Start of Exercise materials

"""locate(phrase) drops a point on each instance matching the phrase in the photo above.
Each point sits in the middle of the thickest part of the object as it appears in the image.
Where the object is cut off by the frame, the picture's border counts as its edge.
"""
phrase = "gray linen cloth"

End of Exercise materials

- [Task directions]:
Nothing but the lines from the one with "Where the object" through the final line of the data belongs in the answer, and they must match exactly.

- [Output for this exercise]:
Where the object is cut off by the frame, the picture's border counts as its edge.
"""
phrase = "gray linen cloth"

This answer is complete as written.